Selected extract:
++++++++++++++++++++

What We Truly Fear

"We have met the enemy and they are us" -- Pogo Possum

 

The latest episode of The Walking Dead had me thinking about the line above, perhaps the most famous quote from Walt Kelly's long-running comic strip, Pogo. It reminded me of a thought that occasionally flits across my frontal lobe about how so many of our iconic monsters seem to represent the threat not just of death, but also -- and maybe moreso -- turning Us into Them. If you squint just right, it seems to suggest that what we're most afraid of is ourselves.

 

Vampires. Werewolves. Zombies. All of them turn Us into Them, turn friend into foe, turn our numbers against us. Yes, death is an element as well -- you have to die to become a vampire or zombie, and being torn to ribbons is the first, immediate danger of lyncanthropy. But, tellingly, you don't die to become a werewolf, and we're still afraid of that. Jekyll/Hyde dispensed with "the other" altogether and kept it in the (homo sapiens) family -- Hyde is the animal (and the enemy) within. If we want to stretch the concept further, we can include Frankenstein's Monster and The Mummy; the former is made up of fellow humans (albeit dead ones) and the latter is a human, or was. You'll note that The Mummy isn't a super-power resurrected animal of any kind. Because it isn't animals we're afraid of, werewolves notwithstanding. No, once again it's US that is the enemy, or potentially so.

++++++++++++++++++++

Data block:
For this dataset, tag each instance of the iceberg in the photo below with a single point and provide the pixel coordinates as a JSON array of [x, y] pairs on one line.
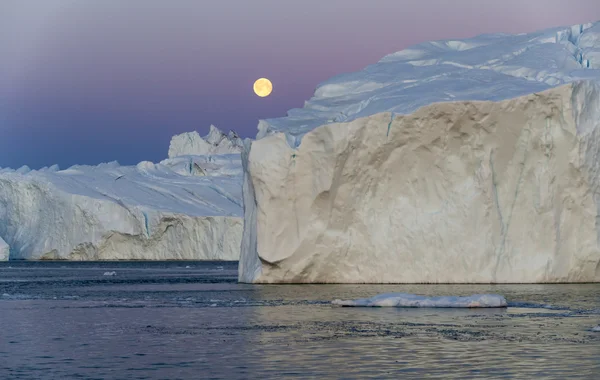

++++++++++++++++++++

To-do list:
A. According to the essay on monsters, which comic strip is the opening quote from?
B. Summarize the essay on monsters in two sentences.
The data above comes from a separate source.

Solved tasks:
A. Walt Kelly's long-running comic strip, Pogo.

B. An episode of The Walking Dead and a famous line from Pogo lead the writer to suggest that many iconic monsters threaten not only death but also turning Us into Them. Vampires, werewolves, zombies, Jekyll/Hyde, and, stretching the idea, Frankenstein's Monster and The Mummy all point to the conclusion that it isn't animals we fear but ourselves.